**Task brief:** Only a number is wanted here: how many lines in the records below contain the string "pixel".

* * * * *

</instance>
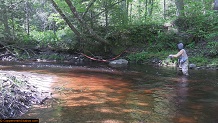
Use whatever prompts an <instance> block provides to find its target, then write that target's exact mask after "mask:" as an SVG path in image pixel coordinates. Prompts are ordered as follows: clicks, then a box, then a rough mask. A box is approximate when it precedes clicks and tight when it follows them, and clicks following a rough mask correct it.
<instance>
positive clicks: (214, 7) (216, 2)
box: [214, 0, 218, 10]
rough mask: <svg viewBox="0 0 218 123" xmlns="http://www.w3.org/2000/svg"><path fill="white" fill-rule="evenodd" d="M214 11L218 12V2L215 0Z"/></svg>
mask: <svg viewBox="0 0 218 123" xmlns="http://www.w3.org/2000/svg"><path fill="white" fill-rule="evenodd" d="M214 10H218V0H214Z"/></svg>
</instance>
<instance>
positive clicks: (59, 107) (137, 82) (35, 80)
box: [0, 63, 218, 123]
mask: <svg viewBox="0 0 218 123" xmlns="http://www.w3.org/2000/svg"><path fill="white" fill-rule="evenodd" d="M1 65H2V66H0V68H1V69H2V70H4V71H6V72H9V73H13V74H17V75H18V74H24V75H26V76H28V77H29V80H30V81H32V82H33V83H35V84H38V86H41V87H42V89H47V90H49V91H52V93H53V97H54V98H53V99H51V100H49V101H48V103H47V104H44V105H41V106H33V108H32V109H31V110H30V111H29V112H28V113H27V114H24V115H22V116H21V117H19V118H37V119H39V120H40V123H50V122H52V123H53V122H58V123H86V122H87V123H217V122H218V117H217V116H218V114H217V112H218V73H217V71H216V70H189V74H190V76H188V77H185V76H182V75H180V73H178V72H177V71H176V69H175V68H164V67H155V66H152V65H129V66H128V67H126V68H122V69H114V68H110V67H108V66H107V65H106V64H89V65H73V64H70V63H62V64H54V63H1Z"/></svg>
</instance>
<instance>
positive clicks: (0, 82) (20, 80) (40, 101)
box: [0, 74, 51, 119]
mask: <svg viewBox="0 0 218 123" xmlns="http://www.w3.org/2000/svg"><path fill="white" fill-rule="evenodd" d="M0 78H1V79H0V119H7V118H15V117H18V116H21V115H22V114H24V113H26V112H27V111H28V110H29V109H30V107H31V106H32V105H33V104H43V103H44V102H45V101H46V100H47V99H49V98H50V97H51V95H50V93H49V92H48V93H45V92H40V90H38V89H37V87H35V86H34V85H31V84H30V83H29V82H28V81H26V80H19V79H17V78H16V77H15V76H9V75H7V74H4V75H2V74H1V75H0Z"/></svg>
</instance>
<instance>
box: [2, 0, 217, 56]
mask: <svg viewBox="0 0 218 123" xmlns="http://www.w3.org/2000/svg"><path fill="white" fill-rule="evenodd" d="M0 6H1V7H0V13H1V15H2V16H1V17H0V30H1V31H0V44H1V50H2V52H10V53H12V54H14V55H15V56H17V57H22V58H26V57H31V56H32V55H34V54H37V52H39V51H45V50H51V51H54V52H67V53H76V52H83V53H87V54H95V55H101V56H105V57H106V56H110V55H111V56H113V55H117V54H120V53H121V52H123V51H124V50H128V51H130V52H134V53H141V52H152V53H156V52H165V51H169V50H175V49H176V44H177V43H178V42H183V43H184V44H185V45H186V47H187V48H189V49H192V50H193V49H199V48H200V47H204V48H205V50H204V51H205V52H203V51H202V53H201V54H200V55H199V56H200V57H201V56H202V55H203V56H206V57H208V58H216V56H217V54H218V51H217V49H218V43H217V40H218V24H217V23H218V19H217V18H218V17H217V16H218V15H217V8H218V1H217V0H201V1H196V0H191V1H190V0H156V1H154V0H1V1H0ZM208 49H209V50H208ZM194 55H195V54H194ZM139 56H141V55H139ZM128 58H130V60H133V59H134V60H135V59H145V58H146V57H140V58H139V57H138V56H136V57H132V56H130V57H128Z"/></svg>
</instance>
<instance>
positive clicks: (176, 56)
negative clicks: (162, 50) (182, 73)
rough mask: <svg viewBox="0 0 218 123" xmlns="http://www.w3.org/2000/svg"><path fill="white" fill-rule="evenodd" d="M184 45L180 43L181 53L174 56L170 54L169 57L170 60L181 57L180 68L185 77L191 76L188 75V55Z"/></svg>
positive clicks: (171, 54)
mask: <svg viewBox="0 0 218 123" xmlns="http://www.w3.org/2000/svg"><path fill="white" fill-rule="evenodd" d="M183 47H184V46H183V43H179V44H178V49H179V52H178V53H177V54H175V55H172V54H170V55H169V57H170V58H177V57H179V60H178V62H179V68H180V69H182V73H183V74H184V75H189V74H188V55H187V53H186V51H185V49H184V48H183Z"/></svg>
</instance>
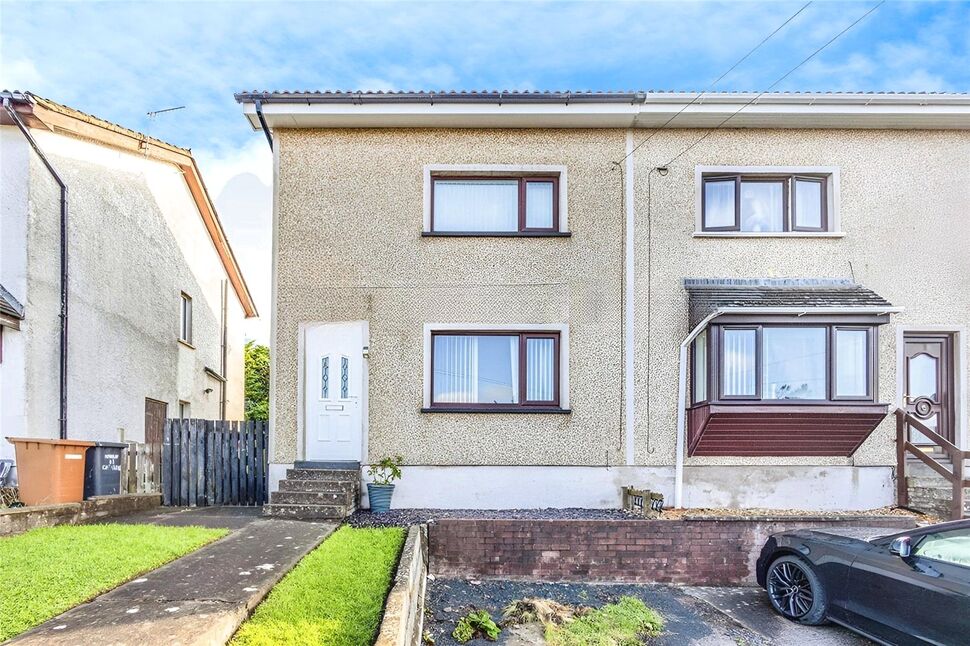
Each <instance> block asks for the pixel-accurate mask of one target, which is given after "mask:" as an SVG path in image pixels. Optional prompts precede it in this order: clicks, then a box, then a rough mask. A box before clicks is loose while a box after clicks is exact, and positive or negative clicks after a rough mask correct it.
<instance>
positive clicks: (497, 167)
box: [422, 164, 569, 233]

* * * * *

**Expected answer:** 2